======== ОТРЫВОК

В той же книге (вы заметили, наверное, что я цитирую «Записки об Анне Ахматовой») Лидия Чуковская заводит разговор о тех поэтах, которые ей представляются достойными, но второстепенными («при великолепных стихах, рядом провалы в немощь, в безвкусицу»), самонадеянно начинает судить-рядить «о Фете, Полонском и Случевском».
Ахматова откликается: «Да, у всех у них были дивные стихи — избранные, немногие, но самого высокого класса. Кажется, только у Мея нельзя разыскать ни единой строчки».
Тут есть очевидная нестыковка.
Поэтическая техника не у одного Твардовского хромала. Некрасов тоже опирался на общеупотребительную строфику, орудовал нехитрыми двусложными размерами (да и более благородные стиховые размеры — анапест, дактиль — делались в его аранжировке нехитрыми); Некрасов тоже «писал кубиками».
Но почему-то Ахматова, относясь более чем благосклонно к поэзии Некрасова, сурово судит Твардовского, такого же, как и Некрасов, «кубиста», и вовсе отказывает в звании поэта Мею («ни единой строчки»), который кубиками никогда не писал, у которого с техникой был порядок полный.
Странно.
Получается, что пышные разговоры Ахматовой о поэтической технике мало что значат. Получается, что поэзия без техники существует.
А чем могут быть интересны и важны стихи, написанные с технической стороны слабо? Только темой.
Нетехничный поэт Некрасов размышлял постоянно о крупных темах (о скорби народной, которой переполнилась наша земля, о Грише Добросклонове, призванном исцелить скорбь, о Николае Добролюбове, светильнике разума, и о великом Чернышевском, напомнившем кому следует о Христе), виртуозный технарь Мей разрабатывал постоянно темы мелкие.
То он вспомнит о соседке по даче, когда-то пробудившей в сердце поэта первую робкую влюбленность:
Знаешь ли, Юленька, что мне
недавно приснилося?..
Будто живется опять мне,
как смолоду жилося;
Будто мне на сердце веет
бывалыми вёснами:
Просекой, дачкой, подснежником,
хмурыми соснами,
Талыми зорьками, пеночкой, Невкой,
березами,
Нашими детскими... нет! — уж
не детскими грезами!
Нет!.. уже что-то тревожно в груди
колотилося...
Знаешь ли, Юленька?.. глупо!..
а все же приснилося... —
а то оплачет в стихах околевшего пса:
Ты непородист был, нескладен
и невзрачен,
И постоянно зол, и постоянно
мрачен;
Не гладила тебя почти ничья рука, —
И только иногда приятель-забияка
Мне скажет, над тобой глумяся
свысока:
«Какая у тебя противная собака!»
Потому-то на бесстрастном безмене истории поэт Некрасов перевесил поэта Мея. Стал более значительным художником. Стал классиком русской словесности.

================
======== СОХРАНЁННЫЕ ЗАПИСИ

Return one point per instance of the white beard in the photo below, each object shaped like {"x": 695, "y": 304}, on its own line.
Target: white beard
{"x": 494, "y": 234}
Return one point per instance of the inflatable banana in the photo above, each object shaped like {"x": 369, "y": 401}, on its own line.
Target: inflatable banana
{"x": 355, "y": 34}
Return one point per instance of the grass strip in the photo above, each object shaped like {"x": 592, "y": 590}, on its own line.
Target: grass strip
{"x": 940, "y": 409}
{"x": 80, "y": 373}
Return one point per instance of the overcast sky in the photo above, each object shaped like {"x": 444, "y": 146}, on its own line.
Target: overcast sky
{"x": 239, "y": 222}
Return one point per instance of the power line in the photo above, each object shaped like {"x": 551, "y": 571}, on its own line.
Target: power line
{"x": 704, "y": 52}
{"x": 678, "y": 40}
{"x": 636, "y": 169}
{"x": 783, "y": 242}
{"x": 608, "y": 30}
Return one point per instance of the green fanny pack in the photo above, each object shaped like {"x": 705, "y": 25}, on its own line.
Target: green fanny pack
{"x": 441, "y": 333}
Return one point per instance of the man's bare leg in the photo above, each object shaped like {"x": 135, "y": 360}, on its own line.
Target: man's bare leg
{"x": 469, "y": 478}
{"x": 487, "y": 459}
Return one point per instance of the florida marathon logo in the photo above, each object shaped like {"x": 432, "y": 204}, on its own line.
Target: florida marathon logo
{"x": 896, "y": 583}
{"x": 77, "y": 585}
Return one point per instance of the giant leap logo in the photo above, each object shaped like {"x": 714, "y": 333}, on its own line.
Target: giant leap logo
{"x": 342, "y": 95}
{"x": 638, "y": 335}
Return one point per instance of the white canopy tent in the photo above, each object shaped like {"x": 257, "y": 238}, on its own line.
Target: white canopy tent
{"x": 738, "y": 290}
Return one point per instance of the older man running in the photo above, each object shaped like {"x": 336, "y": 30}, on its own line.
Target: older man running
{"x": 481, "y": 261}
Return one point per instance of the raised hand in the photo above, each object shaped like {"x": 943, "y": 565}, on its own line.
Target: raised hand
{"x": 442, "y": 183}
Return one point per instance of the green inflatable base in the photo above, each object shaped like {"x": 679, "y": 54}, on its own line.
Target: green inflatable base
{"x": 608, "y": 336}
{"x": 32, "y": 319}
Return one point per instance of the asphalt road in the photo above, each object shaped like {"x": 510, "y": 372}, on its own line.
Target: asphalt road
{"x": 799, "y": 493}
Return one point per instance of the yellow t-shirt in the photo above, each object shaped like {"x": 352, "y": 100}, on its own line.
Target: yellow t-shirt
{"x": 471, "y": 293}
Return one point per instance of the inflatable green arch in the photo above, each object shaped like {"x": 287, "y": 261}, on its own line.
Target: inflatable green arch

================

НЕОБХОДИМЫЕ ДЕЙСТВИЯ:
**a)** У какого поэта, по словам Ахматовой в отрывке выше, нельзя разыскать ни единой строчки?
**b)** Повторите дословно из отрывка выше всё от слов «Но почему-то Ахматова, относясь» и до слов «был порядок полный.».

ОТВЕТЫ:
**a)** У Мея.

**b)**
Но почему-то Ахматова, относясь более чем благосклонно к поэзии Некрасова, сурово судит Твардовского, такого же, как и Некрасов, «кубиста», и вовсе отказывает в звании поэта Мею («ни единой строчки»), который кубиками никогда не писал, у которого с техникой был порядок полный.